[Start of Data provided]

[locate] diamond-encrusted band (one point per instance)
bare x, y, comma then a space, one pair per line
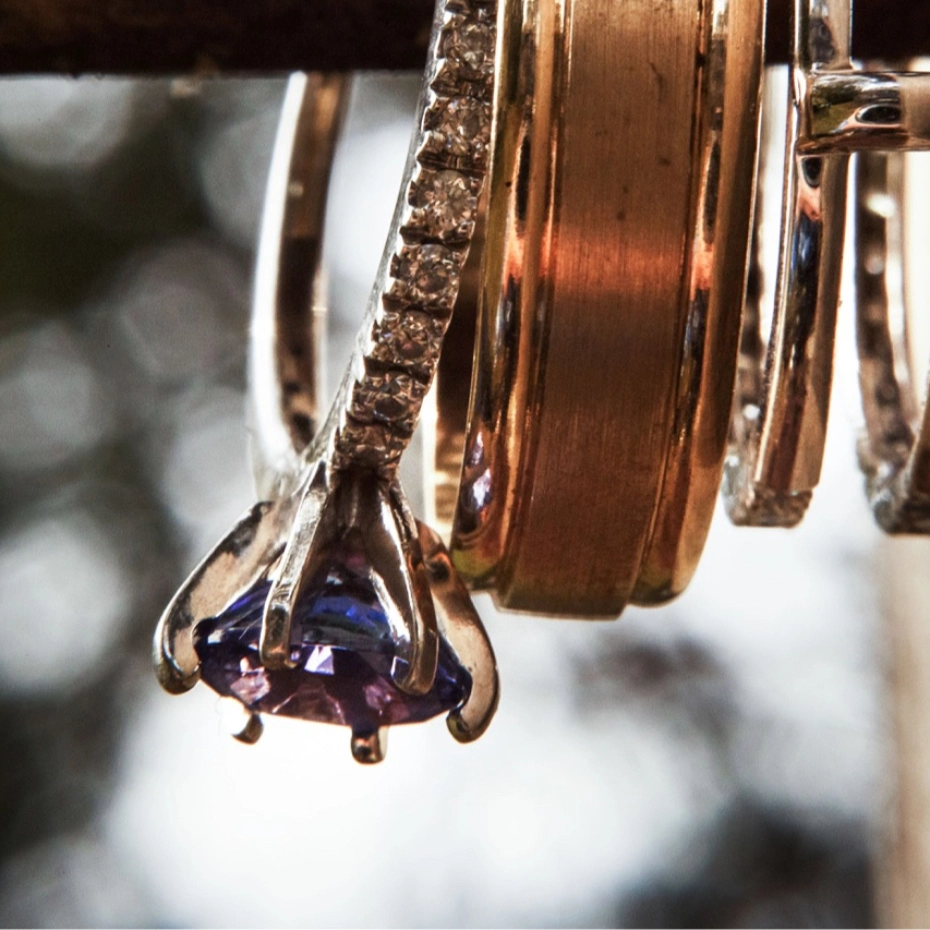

[End of Data provided]
[Start of Data provided]

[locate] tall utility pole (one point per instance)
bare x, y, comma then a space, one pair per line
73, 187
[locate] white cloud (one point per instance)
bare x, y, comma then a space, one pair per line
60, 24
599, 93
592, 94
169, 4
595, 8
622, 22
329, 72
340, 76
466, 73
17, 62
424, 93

[End of Data provided]

§ Exercise aim: Show every line in the listing above that contains the word "instance".

§ Result of the exercise:
[locate] diamond-encrusted band (one point per instance)
[locate] tall utility pole (one point per instance)
[locate] white cloud (one point per instance)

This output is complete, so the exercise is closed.